Convert every one of the lines below into a Markdown table with two columns, No. and Line. Give each row its number and skip any blank lines.

** START LISTED ENTRIES **

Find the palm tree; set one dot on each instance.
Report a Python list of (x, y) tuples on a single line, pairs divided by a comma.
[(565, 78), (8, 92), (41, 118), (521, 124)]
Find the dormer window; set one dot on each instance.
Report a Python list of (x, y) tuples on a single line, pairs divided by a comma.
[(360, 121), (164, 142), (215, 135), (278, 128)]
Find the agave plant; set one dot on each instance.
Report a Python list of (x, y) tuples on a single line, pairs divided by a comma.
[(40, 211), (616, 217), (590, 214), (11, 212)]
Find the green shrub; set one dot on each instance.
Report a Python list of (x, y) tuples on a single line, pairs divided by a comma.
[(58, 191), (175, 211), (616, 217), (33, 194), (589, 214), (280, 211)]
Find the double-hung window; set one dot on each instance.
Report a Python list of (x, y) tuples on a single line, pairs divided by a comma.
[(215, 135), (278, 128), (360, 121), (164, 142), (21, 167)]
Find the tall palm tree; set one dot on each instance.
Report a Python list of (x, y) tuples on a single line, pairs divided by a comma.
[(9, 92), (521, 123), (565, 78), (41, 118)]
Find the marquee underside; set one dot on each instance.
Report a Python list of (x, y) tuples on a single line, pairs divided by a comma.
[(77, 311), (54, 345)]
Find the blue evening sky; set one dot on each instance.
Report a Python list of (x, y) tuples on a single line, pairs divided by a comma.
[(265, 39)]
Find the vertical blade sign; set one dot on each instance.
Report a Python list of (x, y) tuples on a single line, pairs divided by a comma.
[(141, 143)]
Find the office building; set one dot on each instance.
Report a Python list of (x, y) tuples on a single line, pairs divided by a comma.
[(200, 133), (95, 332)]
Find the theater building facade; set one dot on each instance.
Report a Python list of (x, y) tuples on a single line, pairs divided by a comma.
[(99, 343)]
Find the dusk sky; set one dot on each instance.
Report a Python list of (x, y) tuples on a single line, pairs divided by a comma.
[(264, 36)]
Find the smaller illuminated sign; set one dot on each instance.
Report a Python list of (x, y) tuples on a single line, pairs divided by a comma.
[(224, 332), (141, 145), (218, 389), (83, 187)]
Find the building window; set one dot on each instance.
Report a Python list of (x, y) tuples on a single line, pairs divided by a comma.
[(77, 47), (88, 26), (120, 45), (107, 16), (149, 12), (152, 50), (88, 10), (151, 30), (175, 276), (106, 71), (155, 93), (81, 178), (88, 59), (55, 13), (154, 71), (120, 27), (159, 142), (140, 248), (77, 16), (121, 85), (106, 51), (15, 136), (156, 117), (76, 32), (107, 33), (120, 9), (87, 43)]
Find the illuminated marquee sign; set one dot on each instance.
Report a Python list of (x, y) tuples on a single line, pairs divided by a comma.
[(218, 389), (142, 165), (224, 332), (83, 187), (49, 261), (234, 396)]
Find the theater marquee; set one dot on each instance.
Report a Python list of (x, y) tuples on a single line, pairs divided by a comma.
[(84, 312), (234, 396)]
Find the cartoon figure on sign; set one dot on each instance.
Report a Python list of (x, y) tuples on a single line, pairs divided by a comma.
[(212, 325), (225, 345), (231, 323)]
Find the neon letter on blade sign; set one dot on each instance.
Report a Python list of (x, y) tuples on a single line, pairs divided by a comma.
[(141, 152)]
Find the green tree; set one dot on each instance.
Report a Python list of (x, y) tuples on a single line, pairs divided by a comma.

** END LISTED ENTRIES **

* _WRITTEN ANSWER_
| No. | Line |
|---|---|
| 1 | Find the palm tree; set one dot on each instance. |
| 2 | Report a Python list of (x, y) tuples on a single line, pairs divided by a comma. |
| 3 | [(565, 78), (8, 92), (41, 118), (521, 124)] |
| 4 | Find the dormer window; set one dot on each instance. |
| 5 | Report a Python list of (x, y) tuples on a single line, pairs divided by a comma. |
| 6 | [(360, 121), (164, 142), (215, 135), (278, 128)] |
| 7 | Find the agave plant; set one dot on each instance. |
| 8 | Report a Python list of (x, y) tuples on a single line, pairs divided by a comma. |
| 9 | [(40, 211), (616, 217), (590, 214), (11, 212)] |
| 10 | Find the green shrub; set one dot on each instance. |
| 11 | Report a Python list of (x, y) tuples on a single line, pairs divided by a comma. |
| 12 | [(58, 191), (175, 211), (616, 217), (33, 194), (589, 214), (280, 211)] |
| 13 | Find the double-hung window; set one dot on each instance. |
| 14 | Report a Python list of (x, y) tuples on a single line, pairs divided by a comma. |
| 15 | [(215, 135), (278, 128), (360, 121), (164, 142), (21, 167)] |
| 16 | Find the tall palm tree; set one dot on each instance. |
| 17 | Report a Python list of (x, y) tuples on a single line, pairs divided by a comma. |
| 18 | [(9, 92), (521, 123), (565, 78), (41, 118)] |
| 19 | Find the marquee underside; set one dot on each instance. |
| 20 | Report a Python list of (x, y) tuples on a single line, pairs divided by a comma. |
| 21 | [(77, 311), (54, 345)] |
| 22 | Find the blue evening sky; set one dot on each instance. |
| 23 | Report a Python list of (x, y) tuples on a single line, pairs divided by a comma. |
| 24 | [(265, 39)] |
| 25 | Find the vertical blade sign; set one dot on each instance. |
| 26 | Report a Python list of (x, y) tuples on a single line, pairs divided by a comma. |
| 27 | [(141, 143)] |
| 28 | Find the office building; set one dot on each instance. |
| 29 | Report a Python list of (x, y) tuples on a single line, pairs divided by a comma. |
| 30 | [(200, 133), (95, 332)] |
| 31 | Find the theater building facade; set one dot on each instance. |
| 32 | Report a Python list of (x, y) tuples on a single line, pairs divided by a comma. |
| 33 | [(99, 343)] |
| 34 | Find the dusk sky; set one dot on each instance. |
| 35 | Report a Python list of (x, y) tuples on a single line, pairs divided by a comma. |
| 36 | [(264, 36)] |
| 37 | Find the smaller illuminated sign; set one dot on each instance. |
| 38 | Report a Python list of (x, y) tuples on a single line, pairs divided by a comma. |
| 39 | [(224, 332), (141, 145), (218, 389), (83, 187)] |
| 40 | Find the building window; set one dot on each instance. |
| 41 | Report a Python list of (x, y) tuples on a single line, pairs divided by a comma. |
| 42 | [(77, 47), (88, 26), (120, 45), (107, 16), (149, 12), (152, 50), (88, 10), (151, 30), (175, 276), (106, 71), (155, 93), (81, 178), (88, 59), (55, 13), (154, 71), (120, 27), (159, 142), (140, 248), (77, 16), (121, 85), (106, 51), (15, 136), (156, 117), (76, 32), (107, 33), (120, 9), (87, 43)] |
| 43 | Find the illuminated marquee sign; set one dot on each instance. |
| 44 | Report a Python list of (x, y) tuples on a single line, pairs divided by a comma. |
| 45 | [(218, 389), (142, 165), (224, 332), (83, 187), (49, 261), (234, 396)] |
| 46 | Find the theater marquee; set one dot on each instance. |
| 47 | Report a Python list of (x, y) tuples on a single line, pairs divided by a comma. |
| 48 | [(84, 312), (234, 396)] |
| 49 | Find the cartoon figure on sign; set one dot on each instance. |
| 50 | Report a Python list of (x, y) tuples on a single line, pairs divided by a comma. |
| 51 | [(212, 325), (225, 345), (231, 323)] |
| 52 | Find the neon letter on blade sign; set one dot on each instance. |
| 53 | Report a Python list of (x, y) tuples on a single line, pairs divided by a comma. |
| 54 | [(141, 152)] |
| 55 | Find the green tree; set one dot on each instance. |
| 56 | Report a Python list of (x, y) tuples on a single line, pairs divided by a comma. |